## Task statement
Pictures are not part of the copy. Reproduce all the records exactly.
---------- Data for this exercise
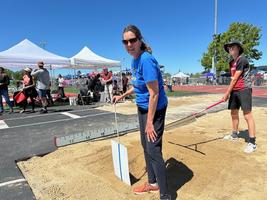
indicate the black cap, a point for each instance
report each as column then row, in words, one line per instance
column 234, row 42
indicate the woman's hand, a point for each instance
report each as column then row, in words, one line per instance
column 115, row 99
column 226, row 97
column 150, row 132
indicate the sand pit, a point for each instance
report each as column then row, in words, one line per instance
column 217, row 170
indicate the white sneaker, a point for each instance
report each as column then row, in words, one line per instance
column 250, row 148
column 232, row 137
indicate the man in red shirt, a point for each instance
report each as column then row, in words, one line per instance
column 107, row 81
column 240, row 93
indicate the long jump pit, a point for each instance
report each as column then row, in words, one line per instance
column 200, row 164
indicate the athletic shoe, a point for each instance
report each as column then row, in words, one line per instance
column 250, row 148
column 233, row 136
column 11, row 110
column 145, row 188
column 165, row 197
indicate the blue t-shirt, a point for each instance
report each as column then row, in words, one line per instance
column 145, row 69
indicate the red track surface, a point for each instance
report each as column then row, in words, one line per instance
column 257, row 92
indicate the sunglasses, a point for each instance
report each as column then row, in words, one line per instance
column 132, row 40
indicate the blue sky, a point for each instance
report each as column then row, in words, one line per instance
column 178, row 31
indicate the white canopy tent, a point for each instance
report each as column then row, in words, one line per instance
column 27, row 53
column 87, row 59
column 180, row 75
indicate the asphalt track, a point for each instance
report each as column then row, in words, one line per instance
column 30, row 134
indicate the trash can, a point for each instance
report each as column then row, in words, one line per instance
column 169, row 88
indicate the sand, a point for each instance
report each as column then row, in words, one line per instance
column 215, row 169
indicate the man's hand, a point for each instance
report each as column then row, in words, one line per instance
column 150, row 132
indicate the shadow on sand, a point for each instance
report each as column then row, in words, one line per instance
column 178, row 174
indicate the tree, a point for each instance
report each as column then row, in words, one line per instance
column 247, row 34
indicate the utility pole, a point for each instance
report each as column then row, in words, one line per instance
column 214, row 61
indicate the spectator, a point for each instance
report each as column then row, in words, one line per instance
column 4, row 82
column 29, row 89
column 124, row 82
column 42, row 78
column 107, row 81
column 61, row 82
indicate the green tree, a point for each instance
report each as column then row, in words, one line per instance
column 248, row 34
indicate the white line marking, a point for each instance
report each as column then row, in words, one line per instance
column 47, row 114
column 60, row 120
column 3, row 125
column 71, row 115
column 12, row 182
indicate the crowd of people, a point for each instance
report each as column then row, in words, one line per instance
column 35, row 83
column 35, row 88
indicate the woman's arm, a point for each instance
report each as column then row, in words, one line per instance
column 153, row 89
column 115, row 99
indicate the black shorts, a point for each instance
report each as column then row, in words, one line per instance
column 242, row 98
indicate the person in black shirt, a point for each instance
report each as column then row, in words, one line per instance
column 4, row 82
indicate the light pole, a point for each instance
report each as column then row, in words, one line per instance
column 214, row 61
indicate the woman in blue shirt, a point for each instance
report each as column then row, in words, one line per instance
column 152, row 103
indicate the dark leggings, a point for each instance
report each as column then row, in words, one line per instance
column 26, row 102
column 155, row 164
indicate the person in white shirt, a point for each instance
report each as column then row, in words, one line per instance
column 61, row 84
--------------------
## Expected answer
indicate the black cap, a point for each instance
report each as column then row, in words, one line per instance
column 234, row 42
indicate the woman's hand, a point for each instance
report each as column then row, in words, one line per instance
column 115, row 99
column 226, row 97
column 150, row 132
indicate the sand pit, a point for each instance
report each as column then row, in words, one line per instance
column 217, row 170
indicate the white sneaker, a point for each instance
report each as column then row, in words, one line per instance
column 250, row 148
column 232, row 137
indicate the man in red shirt, a point for each instance
report each as column then row, in words, one line per instance
column 107, row 81
column 240, row 93
indicate the long jump pit, a point for each instance
report each as column then row, in words, one line per instance
column 200, row 164
indicate the athletic shoe, a point for each instance
report each as column then row, in words, one line per instance
column 250, row 148
column 233, row 136
column 11, row 110
column 145, row 188
column 165, row 197
indicate the blue t-shirt, a point for each instance
report each as column then row, in words, one line per instance
column 145, row 69
indicate the red track surface, a point for each instance
report each as column then row, in words, one line per instance
column 257, row 92
indicate the sunglasses, a point for each instance
report each as column then row, in words, one line per instance
column 132, row 40
indicate the blue sky, a point for each instance
report each as column then row, in words, one line per instance
column 178, row 31
indicate the white canopy tent, a point for each instance
report each as column then row, in words, one line per instance
column 27, row 53
column 87, row 59
column 180, row 75
indicate the asphalt track, a point for each instance
report each as column then row, in words, one line per instance
column 30, row 134
indicate the trash can, a point for each instance
report each as column then row, in words, one line per instance
column 169, row 88
indicate the sand, a point for each instance
report each as column then row, in words, one line per instance
column 215, row 169
indicate the man's hand, a point for each instance
report each as column then row, in words, one line per instance
column 150, row 132
indicate the shadow on sand, a point for each instance
report each as column then row, in words, one line per instance
column 178, row 174
indicate the tree, a point for each instance
report each as column then row, in words, one line per instance
column 247, row 34
indicate the utility pole, a point for each instance
report each as column then row, in words, one line per instance
column 214, row 61
indicate the spectator, a point for each instance
report each as column then row, in words, one line per instance
column 4, row 82
column 29, row 89
column 124, row 82
column 42, row 78
column 107, row 81
column 61, row 82
indicate the green tree, a point for each instance
report each as column then row, in words, one line per instance
column 248, row 34
indicate the white line marking, a point for each instance
report each as column then row, in words, one line per instance
column 47, row 114
column 60, row 120
column 3, row 125
column 71, row 115
column 12, row 182
indicate the crowd of people, a point for each instance
report each as column then row, in words, one line per instance
column 35, row 83
column 35, row 88
indicate the woman's arm, a point for each instance
report each as column then row, in words, one line per instance
column 153, row 89
column 115, row 99
indicate the black shorts, a point for each instance
report each as column then row, in words, one line per instance
column 242, row 98
indicate the person in black shirt, a point for each instance
report each as column then row, in words, one line per instance
column 4, row 82
indicate the light pole, a point for each instance
report each as column then row, in words, one line per instance
column 214, row 61
indicate the woman in blue shirt, a point for each instance
report each as column then row, in words, one line per instance
column 152, row 103
indicate the dark leggings, a point for each instance
report each as column then row, in words, one line per instance
column 26, row 102
column 155, row 164
indicate the person in white shirt, a point for each instance
report each as column then row, in words, one line per instance
column 61, row 84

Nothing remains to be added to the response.